Given passage ::

-.-.-

It is nice work. i want to know the technical detail about tag.
From: Dr. Mann <firstname.lastname@example.org>
Sent: Friday, 17 August 2012 11:23 PM
Subject: [MARINE_BIOLOGY_INTERNATIONAL] Sharks tracked by surfing robot and free app
San Diego, CA - A surfing robot is being used to track great white sharks off the coast of California, US, by marine scientists.
The mobile transmitter is the latest addition to an extensive programme of electronic tagging.
Researchers aim to fine-tune 12 years of results with the self-propelled craft and raise public awareness of the area's diverse wildlife.
Shark fans are able to follow the animals' movements via a free app for smartphones and tablet computers.
The project is led by shark expert Professor Barbara Block from Stanford University, who describes the area off the coast of San Francisco as the "blue Serengeti", comparing its underwater highways to the migratory routes in Africa.
Her latest project follows on from a 10-year programme dedicated to tracking predators in the Pacific Ocean using electronic tags on creatures ranging from seabirds to turtles.
The study revealed that the waters were a hotspot for a variety of species which frequent the area depending on the season and water temperature, many migrating between Mexico and Canada.

-.-.-

Saved entries
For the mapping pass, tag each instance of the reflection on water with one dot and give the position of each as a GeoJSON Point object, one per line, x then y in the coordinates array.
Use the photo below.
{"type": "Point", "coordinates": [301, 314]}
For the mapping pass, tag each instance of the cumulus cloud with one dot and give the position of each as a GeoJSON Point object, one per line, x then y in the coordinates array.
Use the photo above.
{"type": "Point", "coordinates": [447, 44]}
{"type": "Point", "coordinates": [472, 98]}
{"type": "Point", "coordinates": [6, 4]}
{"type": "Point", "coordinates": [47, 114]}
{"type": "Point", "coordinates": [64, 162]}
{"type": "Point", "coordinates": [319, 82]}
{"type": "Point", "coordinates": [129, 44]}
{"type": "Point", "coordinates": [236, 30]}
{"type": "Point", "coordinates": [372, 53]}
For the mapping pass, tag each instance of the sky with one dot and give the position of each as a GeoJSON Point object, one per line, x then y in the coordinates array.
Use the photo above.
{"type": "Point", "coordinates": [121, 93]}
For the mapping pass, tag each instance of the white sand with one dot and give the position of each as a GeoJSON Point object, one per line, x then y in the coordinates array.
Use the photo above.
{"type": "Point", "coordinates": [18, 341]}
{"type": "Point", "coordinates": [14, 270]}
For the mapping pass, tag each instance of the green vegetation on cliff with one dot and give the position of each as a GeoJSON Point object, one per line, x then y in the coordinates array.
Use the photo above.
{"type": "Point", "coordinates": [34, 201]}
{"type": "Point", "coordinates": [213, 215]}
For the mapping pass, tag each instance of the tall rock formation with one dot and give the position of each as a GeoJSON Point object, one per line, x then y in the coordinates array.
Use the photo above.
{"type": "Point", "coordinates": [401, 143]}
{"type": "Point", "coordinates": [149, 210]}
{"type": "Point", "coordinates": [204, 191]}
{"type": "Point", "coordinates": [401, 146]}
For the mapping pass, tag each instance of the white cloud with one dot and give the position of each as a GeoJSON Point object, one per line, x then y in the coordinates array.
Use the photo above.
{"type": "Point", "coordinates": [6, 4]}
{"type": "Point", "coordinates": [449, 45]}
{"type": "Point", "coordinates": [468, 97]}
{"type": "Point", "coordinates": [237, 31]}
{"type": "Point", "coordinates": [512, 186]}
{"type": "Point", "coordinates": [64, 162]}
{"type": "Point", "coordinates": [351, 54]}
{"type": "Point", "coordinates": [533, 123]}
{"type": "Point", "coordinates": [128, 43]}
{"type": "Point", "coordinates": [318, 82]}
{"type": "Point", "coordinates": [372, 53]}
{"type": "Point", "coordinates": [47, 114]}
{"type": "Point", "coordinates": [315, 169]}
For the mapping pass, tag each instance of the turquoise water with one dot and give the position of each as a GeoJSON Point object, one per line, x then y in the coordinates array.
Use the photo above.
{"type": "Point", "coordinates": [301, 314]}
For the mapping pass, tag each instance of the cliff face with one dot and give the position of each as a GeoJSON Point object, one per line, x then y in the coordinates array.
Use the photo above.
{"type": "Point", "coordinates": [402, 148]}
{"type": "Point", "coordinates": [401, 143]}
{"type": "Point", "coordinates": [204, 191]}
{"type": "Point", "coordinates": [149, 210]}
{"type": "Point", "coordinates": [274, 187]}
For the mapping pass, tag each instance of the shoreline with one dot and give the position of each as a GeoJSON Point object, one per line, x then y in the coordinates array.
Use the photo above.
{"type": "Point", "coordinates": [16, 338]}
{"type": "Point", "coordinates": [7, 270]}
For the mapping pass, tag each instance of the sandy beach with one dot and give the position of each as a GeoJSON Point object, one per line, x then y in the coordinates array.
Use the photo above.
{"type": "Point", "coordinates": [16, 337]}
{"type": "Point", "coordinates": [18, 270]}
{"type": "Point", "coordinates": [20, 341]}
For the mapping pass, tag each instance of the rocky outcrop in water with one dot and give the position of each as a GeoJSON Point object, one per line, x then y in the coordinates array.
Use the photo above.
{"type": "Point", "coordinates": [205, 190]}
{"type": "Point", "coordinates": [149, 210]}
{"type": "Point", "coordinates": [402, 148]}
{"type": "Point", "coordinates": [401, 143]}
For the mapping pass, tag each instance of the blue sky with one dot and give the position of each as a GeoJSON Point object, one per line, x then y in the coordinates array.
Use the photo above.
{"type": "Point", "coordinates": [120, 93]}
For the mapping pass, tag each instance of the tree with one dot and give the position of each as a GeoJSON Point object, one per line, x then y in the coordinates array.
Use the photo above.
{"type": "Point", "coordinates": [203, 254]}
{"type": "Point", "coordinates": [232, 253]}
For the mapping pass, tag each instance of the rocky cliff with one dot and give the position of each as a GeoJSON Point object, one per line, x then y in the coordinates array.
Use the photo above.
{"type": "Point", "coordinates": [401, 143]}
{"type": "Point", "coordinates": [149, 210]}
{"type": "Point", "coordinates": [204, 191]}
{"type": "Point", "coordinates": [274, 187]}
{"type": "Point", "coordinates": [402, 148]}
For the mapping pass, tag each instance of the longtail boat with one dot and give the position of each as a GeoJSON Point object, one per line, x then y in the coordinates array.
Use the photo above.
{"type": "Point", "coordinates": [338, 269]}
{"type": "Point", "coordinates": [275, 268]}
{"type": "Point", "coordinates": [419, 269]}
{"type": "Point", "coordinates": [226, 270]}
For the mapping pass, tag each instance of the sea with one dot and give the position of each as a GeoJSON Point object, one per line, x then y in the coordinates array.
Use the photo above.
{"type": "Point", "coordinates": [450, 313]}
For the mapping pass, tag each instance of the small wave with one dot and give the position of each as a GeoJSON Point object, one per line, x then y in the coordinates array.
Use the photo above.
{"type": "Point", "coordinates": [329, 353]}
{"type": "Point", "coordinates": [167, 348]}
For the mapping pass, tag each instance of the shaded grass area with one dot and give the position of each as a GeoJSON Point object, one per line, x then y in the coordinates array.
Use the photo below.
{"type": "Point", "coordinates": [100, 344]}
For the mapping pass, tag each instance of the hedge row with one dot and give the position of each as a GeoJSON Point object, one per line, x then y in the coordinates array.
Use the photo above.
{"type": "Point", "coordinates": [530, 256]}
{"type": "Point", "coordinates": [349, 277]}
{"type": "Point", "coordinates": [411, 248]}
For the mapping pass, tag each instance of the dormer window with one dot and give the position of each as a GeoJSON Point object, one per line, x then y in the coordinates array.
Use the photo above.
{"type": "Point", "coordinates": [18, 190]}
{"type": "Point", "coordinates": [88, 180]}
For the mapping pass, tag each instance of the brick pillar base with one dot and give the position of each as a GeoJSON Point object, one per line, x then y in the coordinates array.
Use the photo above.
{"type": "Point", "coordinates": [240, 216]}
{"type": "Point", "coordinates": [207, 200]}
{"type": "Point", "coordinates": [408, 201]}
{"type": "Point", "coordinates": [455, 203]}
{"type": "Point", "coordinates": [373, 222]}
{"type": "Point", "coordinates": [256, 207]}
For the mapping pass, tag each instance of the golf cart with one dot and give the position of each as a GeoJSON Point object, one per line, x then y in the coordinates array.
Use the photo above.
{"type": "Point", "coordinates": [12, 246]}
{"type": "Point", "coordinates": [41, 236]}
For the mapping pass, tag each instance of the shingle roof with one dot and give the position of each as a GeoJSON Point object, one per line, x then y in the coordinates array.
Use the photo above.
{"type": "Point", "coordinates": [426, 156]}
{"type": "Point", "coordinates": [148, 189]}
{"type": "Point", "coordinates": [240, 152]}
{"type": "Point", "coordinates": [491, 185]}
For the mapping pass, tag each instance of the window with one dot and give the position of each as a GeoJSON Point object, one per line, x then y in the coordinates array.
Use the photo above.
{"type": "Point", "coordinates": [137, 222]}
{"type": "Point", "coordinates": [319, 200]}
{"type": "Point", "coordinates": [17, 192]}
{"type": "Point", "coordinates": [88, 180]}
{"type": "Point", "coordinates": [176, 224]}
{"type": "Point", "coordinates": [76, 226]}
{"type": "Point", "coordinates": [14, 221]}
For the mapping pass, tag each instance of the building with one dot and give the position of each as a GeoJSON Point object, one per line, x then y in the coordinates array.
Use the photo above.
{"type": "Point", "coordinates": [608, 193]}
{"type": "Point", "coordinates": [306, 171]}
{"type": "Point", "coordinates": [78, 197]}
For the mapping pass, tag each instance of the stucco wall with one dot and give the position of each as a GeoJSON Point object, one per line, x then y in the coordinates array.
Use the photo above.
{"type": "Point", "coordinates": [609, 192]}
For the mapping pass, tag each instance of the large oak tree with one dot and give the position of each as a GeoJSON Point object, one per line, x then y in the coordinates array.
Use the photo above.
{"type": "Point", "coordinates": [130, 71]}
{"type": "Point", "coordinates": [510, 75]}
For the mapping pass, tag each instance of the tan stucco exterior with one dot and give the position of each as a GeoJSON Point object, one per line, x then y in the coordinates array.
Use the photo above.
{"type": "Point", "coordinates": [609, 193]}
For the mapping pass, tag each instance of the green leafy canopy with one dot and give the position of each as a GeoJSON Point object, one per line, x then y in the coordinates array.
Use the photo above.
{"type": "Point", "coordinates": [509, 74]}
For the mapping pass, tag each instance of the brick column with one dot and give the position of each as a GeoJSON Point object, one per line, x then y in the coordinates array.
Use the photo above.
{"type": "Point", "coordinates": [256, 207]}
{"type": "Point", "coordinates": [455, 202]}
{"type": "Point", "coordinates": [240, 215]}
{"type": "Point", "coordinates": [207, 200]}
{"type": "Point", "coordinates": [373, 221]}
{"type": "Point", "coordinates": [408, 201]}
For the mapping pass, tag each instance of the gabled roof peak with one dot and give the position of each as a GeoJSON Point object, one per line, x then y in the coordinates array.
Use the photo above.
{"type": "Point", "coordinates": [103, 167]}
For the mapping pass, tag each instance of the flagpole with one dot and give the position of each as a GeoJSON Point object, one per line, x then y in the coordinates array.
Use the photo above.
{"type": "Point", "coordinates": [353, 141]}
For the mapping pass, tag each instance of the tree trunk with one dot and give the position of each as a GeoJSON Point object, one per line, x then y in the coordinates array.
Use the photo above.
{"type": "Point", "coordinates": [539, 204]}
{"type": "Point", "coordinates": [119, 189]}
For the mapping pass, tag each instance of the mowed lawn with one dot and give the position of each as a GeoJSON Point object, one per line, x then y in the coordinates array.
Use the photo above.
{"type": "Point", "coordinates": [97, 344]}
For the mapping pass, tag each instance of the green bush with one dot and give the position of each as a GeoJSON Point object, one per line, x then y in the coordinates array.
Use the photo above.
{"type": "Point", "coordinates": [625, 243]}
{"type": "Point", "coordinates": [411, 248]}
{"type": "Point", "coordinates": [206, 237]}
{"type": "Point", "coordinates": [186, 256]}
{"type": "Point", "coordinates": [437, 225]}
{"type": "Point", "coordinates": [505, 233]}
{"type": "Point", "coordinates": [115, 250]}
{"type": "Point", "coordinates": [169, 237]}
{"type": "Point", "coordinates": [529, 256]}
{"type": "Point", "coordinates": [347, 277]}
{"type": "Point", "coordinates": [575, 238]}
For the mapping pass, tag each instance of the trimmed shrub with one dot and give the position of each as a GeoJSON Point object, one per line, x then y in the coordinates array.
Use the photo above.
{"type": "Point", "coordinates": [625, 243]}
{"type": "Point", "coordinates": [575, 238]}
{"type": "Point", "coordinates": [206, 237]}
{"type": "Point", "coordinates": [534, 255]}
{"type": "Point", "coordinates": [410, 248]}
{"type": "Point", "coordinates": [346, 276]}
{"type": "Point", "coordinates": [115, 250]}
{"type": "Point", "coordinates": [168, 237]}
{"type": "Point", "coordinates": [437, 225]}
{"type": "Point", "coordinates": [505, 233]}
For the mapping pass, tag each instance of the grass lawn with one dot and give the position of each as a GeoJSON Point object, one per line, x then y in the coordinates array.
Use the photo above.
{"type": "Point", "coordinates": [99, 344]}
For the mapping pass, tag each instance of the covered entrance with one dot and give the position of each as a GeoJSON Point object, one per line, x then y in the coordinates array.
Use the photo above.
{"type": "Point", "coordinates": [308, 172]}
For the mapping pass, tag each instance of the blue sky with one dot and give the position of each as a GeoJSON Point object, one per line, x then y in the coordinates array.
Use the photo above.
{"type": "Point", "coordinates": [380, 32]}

-.-.-

Task A :: In the shark-tracking article, what name does Barbara Block give the area off the coast of San Francisco?
Task B :: What comes next in the shark-tracking article? Write a continuation from where it stops.
These rows are separate material, unrelated to the shark-tracking article.

Written reply A :: The "blue Serengeti"

Written reply B ::
According to Prof Block, the great white sharks in particular demonstrated an "incredible homing ability". But to further investigate their behaviour, she required a "mobile observatory".
"Across the planet the goal of oceanographers and biologists alike is to observe the ocean in as much detail as possible," she said, explaining that unobtrusive equipment is the key to accurate data.
After first hearing about the "environmentally friendly" unmanned technology developed by the Silicon Valley based company Liquid Robotics, Prof Block said she became "infatuated".
A tagged great white shark The bright yellow shark-tracking robot designed by the company consists of two parts - a glider that descends 23ft (7m) down into the ocean with a surfboard above.
The glider has a special wing system that converts wave energy into forward thrust to keep the robot moving through the water. It also has a receiver that picks up the audio signals from the sharks' electronic tags.
The surfboard carries the rest of the scientific instruments, including the satellite link that allows researchers to accurately pinpoint the animals' locations.
When a shark or other tagged animal encounters the robot, their position is recorded and relayed back to the research team.
They have also placed a number of fixed buoys mounted with underwater audio receivers known as hydrophones to form a listening network in known hotspots.
In the first week of its release the team report that the robot has picked up five great white sharks.
In the lab, the team have not only analysed the results but shared them with the general public.
Using funding from a Rolex Award for Enterprise, Stanford researchers developed a way to deliver the data in an appealing way to those without a scientific background.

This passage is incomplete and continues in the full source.